• **WHAT YOU WILL DO**:
Locate the line containing "indicate the parked" in the material below; repeat it and every line after it, exactly as written.

• **Point annotation records**:
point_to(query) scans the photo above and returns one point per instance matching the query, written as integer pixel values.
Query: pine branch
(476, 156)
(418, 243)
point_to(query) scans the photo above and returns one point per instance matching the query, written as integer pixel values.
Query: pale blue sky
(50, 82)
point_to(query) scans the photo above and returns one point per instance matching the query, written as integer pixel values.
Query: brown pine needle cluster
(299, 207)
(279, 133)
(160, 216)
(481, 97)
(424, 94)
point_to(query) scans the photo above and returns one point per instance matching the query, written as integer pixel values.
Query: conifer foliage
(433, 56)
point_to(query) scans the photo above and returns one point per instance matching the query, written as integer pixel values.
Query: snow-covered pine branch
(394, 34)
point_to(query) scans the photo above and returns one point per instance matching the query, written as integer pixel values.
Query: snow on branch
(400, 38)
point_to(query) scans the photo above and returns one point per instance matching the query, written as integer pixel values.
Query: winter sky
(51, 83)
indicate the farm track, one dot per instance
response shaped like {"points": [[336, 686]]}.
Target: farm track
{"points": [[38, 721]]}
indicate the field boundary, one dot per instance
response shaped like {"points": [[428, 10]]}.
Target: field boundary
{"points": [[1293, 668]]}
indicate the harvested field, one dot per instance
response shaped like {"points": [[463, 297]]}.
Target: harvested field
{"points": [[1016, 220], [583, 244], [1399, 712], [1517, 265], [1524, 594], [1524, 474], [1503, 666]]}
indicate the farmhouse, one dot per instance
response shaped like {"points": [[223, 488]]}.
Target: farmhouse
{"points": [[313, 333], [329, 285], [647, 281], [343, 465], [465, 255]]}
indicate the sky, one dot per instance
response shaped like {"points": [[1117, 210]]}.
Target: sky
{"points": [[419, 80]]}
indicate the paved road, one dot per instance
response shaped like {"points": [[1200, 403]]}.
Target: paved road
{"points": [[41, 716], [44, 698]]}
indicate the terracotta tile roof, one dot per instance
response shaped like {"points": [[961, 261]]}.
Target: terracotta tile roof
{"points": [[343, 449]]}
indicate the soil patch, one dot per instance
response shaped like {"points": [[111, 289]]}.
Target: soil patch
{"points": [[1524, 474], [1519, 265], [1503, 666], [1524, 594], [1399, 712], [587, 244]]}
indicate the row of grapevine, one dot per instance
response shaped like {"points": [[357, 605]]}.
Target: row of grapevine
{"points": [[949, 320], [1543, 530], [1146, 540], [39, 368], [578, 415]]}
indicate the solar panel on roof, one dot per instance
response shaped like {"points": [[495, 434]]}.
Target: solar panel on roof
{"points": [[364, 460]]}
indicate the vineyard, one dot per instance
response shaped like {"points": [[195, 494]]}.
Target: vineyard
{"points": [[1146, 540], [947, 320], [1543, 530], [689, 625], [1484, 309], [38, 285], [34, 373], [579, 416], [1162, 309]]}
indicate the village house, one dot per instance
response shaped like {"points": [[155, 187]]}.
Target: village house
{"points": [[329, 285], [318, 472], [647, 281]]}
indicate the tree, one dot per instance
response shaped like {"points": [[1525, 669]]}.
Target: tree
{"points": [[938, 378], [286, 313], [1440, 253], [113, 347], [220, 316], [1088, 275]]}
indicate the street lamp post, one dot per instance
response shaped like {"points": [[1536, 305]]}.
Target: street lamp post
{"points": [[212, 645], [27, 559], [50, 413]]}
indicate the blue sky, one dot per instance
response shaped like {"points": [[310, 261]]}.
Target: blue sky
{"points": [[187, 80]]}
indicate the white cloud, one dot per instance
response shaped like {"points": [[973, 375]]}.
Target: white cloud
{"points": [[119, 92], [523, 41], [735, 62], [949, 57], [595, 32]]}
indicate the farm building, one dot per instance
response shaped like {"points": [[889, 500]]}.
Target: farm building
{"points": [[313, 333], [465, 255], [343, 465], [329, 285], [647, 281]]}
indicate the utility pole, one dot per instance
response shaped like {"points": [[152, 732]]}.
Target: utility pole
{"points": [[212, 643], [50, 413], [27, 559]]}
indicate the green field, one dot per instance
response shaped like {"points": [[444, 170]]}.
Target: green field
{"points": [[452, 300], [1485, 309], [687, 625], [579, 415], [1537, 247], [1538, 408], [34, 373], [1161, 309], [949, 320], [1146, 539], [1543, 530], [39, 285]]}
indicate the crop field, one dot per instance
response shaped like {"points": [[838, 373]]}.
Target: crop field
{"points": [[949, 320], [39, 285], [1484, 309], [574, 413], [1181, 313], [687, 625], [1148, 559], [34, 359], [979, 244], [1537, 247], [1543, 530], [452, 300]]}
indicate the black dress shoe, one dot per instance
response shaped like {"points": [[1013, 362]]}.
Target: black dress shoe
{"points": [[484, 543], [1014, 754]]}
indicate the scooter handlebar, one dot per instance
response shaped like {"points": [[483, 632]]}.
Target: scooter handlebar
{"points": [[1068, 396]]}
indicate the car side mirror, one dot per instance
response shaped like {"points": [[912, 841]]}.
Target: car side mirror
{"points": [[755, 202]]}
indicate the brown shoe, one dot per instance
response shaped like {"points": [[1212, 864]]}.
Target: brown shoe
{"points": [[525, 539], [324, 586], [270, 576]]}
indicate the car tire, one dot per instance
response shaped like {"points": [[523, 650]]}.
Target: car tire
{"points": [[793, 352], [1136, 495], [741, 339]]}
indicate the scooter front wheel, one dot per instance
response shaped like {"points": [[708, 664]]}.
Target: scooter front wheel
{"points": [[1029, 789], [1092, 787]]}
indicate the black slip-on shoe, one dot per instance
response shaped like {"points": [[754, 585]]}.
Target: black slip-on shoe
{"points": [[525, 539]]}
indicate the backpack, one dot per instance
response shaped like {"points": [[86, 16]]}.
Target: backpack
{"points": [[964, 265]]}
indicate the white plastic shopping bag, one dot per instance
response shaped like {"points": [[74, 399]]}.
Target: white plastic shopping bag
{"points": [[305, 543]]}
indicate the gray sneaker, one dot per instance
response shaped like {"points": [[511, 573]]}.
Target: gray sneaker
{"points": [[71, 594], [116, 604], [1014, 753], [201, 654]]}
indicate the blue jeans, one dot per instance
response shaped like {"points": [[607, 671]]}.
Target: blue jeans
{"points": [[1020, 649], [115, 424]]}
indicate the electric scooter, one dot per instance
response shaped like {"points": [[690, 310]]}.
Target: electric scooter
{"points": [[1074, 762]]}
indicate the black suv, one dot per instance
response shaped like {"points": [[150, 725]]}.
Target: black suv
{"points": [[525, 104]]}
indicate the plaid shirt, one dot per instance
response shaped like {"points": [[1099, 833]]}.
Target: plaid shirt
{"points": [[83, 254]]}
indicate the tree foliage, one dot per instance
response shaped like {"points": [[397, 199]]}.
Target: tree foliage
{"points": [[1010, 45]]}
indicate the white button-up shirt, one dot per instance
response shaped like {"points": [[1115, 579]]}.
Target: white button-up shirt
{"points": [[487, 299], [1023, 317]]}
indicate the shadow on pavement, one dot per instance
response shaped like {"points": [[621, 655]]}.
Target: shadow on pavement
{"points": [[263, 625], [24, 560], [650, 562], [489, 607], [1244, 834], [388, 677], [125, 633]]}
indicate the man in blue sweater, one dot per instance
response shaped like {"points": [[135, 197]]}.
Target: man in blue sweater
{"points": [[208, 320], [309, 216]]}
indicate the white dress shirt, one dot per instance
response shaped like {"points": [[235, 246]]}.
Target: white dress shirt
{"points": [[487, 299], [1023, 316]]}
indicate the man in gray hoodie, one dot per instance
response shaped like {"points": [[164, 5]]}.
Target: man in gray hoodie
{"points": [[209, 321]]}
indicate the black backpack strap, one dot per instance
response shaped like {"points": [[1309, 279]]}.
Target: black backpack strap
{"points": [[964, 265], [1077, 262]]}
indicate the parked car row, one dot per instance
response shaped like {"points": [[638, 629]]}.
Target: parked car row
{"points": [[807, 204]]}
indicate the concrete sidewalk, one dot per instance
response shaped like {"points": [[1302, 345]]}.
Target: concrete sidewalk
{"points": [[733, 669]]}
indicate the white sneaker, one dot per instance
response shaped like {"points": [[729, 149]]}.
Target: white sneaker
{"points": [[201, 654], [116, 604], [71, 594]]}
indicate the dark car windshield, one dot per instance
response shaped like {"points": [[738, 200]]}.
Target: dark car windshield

• **EXERCISE ANSWER**:
indicate the parked car row, one dot per instance
response shaped like {"points": [[638, 629]]}.
Target: parked car row
{"points": [[807, 204]]}
indicate the concrete sidewalk, one dot per instance
response shaped like {"points": [[1302, 345]]}.
Target: concrete sidewalk
{"points": [[733, 669]]}
indicate the white sneaker, one dot per instance
response shaped like {"points": [[729, 149]]}.
Target: white sneaker
{"points": [[201, 654], [116, 604], [71, 594]]}
indicate the dark car windshield, one dot per instance
response shaped like {"points": [[738, 200]]}.
Target: dark car windshield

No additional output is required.